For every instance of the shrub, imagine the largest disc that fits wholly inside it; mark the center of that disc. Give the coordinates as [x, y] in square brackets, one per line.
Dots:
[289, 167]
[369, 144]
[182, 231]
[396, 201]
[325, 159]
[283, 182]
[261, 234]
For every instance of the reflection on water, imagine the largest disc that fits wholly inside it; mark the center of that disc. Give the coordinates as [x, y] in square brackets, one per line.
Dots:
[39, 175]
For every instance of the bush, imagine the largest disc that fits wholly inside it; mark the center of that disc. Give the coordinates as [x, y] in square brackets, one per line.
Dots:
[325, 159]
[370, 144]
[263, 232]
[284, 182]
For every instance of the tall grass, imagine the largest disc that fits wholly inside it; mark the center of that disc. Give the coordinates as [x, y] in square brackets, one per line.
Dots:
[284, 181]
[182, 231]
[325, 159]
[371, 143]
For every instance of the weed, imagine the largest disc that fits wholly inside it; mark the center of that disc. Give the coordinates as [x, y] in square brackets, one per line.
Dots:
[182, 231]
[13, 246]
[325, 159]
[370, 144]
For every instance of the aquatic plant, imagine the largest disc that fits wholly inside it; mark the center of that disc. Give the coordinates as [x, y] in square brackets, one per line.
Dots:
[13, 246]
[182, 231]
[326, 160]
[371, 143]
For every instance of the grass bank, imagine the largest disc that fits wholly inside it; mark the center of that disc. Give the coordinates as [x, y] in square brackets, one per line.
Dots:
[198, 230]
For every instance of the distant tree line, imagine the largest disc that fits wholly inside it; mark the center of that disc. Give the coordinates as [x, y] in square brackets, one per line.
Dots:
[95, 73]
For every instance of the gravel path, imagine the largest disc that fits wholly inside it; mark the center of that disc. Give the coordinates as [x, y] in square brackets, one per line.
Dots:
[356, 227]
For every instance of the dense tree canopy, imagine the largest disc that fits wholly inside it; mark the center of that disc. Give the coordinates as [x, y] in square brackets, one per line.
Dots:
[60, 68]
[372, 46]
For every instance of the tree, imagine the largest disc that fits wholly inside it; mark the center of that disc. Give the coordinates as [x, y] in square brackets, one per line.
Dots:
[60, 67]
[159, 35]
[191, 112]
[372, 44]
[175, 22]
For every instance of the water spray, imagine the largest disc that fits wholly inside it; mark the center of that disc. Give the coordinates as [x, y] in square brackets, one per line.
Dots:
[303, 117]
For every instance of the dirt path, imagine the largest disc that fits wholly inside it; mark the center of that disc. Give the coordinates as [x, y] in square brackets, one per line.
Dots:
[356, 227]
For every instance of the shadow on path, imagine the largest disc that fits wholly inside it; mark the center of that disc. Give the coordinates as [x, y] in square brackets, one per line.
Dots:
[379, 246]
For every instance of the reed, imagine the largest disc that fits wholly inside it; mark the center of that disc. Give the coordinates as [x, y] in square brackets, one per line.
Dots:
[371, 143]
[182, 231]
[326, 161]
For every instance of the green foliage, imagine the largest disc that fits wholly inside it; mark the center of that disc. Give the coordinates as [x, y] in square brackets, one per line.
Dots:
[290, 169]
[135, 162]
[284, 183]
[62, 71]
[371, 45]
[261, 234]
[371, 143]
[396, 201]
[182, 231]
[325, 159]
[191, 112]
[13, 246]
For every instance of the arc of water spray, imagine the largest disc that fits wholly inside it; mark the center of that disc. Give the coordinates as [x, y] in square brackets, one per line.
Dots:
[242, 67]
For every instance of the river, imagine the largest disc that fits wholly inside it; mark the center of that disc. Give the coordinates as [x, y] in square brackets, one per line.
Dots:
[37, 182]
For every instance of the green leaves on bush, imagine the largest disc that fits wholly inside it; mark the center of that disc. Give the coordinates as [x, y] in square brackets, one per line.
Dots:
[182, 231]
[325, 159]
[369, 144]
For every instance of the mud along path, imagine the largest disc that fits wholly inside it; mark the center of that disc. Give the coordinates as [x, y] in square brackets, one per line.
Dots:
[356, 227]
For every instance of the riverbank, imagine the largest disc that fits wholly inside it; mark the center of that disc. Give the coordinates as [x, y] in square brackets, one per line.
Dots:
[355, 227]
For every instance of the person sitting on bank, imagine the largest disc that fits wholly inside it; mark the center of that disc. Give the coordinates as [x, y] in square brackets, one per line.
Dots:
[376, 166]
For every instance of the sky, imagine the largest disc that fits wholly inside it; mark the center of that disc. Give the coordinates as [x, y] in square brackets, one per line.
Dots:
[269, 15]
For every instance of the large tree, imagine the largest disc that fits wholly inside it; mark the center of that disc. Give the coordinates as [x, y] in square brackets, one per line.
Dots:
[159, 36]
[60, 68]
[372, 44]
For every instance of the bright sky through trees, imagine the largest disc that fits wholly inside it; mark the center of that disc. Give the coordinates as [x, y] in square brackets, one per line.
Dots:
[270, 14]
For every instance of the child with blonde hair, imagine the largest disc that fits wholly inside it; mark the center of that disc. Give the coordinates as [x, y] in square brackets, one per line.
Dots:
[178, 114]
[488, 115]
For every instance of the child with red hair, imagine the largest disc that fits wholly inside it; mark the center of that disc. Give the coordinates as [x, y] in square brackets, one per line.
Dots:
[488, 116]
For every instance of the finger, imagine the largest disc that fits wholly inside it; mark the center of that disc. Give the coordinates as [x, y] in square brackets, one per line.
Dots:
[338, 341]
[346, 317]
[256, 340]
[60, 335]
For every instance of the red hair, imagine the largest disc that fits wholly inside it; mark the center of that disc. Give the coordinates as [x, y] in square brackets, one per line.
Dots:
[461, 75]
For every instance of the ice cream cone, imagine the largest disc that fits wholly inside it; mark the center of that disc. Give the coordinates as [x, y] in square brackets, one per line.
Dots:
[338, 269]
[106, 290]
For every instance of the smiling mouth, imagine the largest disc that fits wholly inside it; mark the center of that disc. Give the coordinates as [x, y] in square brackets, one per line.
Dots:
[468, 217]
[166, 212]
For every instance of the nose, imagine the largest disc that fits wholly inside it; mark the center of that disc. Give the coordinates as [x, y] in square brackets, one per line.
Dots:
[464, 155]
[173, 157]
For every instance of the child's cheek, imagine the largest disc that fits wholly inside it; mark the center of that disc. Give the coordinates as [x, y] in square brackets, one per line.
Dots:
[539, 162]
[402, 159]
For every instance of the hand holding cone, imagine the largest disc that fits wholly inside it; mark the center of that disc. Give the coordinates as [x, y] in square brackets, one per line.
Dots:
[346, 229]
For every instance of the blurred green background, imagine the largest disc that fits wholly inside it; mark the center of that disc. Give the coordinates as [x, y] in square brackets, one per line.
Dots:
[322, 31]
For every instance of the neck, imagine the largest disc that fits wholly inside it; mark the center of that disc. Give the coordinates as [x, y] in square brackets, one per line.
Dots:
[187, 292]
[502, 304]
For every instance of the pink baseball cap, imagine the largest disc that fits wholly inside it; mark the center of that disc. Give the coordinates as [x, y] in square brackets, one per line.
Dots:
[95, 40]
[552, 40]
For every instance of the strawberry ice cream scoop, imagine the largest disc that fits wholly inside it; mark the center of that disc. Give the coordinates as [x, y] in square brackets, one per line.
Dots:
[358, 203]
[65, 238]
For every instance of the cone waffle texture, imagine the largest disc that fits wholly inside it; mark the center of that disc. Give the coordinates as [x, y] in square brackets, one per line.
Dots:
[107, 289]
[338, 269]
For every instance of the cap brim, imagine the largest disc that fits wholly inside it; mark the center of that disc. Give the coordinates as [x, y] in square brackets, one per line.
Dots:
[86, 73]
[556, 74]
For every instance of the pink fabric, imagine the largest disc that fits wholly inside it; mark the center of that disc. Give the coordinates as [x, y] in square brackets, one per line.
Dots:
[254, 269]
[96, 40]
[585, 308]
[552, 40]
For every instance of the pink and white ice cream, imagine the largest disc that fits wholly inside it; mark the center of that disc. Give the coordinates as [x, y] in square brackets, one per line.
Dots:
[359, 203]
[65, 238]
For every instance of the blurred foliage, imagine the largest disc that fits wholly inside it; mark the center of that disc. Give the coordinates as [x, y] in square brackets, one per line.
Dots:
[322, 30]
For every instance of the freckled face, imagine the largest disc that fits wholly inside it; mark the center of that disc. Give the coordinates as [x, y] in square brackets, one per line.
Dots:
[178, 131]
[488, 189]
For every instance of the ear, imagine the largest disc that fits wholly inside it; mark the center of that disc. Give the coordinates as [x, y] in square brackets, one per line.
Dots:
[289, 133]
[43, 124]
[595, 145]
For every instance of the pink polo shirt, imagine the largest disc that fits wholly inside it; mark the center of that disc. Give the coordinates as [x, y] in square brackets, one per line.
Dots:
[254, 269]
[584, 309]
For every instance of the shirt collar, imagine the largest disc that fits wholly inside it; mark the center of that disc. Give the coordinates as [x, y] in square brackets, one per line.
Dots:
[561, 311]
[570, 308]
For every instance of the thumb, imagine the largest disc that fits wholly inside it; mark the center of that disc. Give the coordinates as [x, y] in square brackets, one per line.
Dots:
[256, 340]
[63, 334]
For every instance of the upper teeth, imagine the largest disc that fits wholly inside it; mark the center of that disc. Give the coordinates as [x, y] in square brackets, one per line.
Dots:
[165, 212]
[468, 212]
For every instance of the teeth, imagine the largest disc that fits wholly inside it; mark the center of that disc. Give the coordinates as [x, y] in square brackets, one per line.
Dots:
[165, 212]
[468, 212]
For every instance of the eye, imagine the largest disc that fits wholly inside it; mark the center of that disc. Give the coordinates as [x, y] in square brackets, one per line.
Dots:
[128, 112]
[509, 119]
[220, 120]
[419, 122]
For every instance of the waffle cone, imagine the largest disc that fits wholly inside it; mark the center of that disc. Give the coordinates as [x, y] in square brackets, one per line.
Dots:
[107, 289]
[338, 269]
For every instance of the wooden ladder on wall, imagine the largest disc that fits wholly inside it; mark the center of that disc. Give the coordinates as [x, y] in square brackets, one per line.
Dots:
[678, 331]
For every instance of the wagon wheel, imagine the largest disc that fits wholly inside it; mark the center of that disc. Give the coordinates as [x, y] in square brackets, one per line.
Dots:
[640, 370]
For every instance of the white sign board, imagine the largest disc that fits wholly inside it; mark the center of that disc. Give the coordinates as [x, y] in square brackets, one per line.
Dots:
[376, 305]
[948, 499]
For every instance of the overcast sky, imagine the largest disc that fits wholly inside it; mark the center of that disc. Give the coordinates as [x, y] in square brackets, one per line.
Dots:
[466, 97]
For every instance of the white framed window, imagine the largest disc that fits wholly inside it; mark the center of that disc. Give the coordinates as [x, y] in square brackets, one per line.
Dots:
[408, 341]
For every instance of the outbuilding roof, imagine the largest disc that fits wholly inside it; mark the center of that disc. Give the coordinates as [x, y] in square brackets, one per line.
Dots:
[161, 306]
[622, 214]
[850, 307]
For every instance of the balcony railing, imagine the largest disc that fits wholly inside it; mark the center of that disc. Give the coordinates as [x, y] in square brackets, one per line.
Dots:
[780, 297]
+ + + + + + +
> **Exercise brief**
Include both ends. Return the line holding "For every instance of the outbuilding" and all lines after it in the records above, exactly as written.

> **The solution**
For every instance of the outbuilding roof, imagine the largest disc that fits wholly inside it; mark the center of that disc. Give the coordinates as [x, y] in square brackets, one per line.
Dots:
[161, 306]
[622, 214]
[850, 307]
For every instance of the balcony railing, imagine the largest disc that fits wholly inside it; mark the center of that disc. Give the coordinates as [x, y] in square brackets, one per line.
Dots:
[780, 297]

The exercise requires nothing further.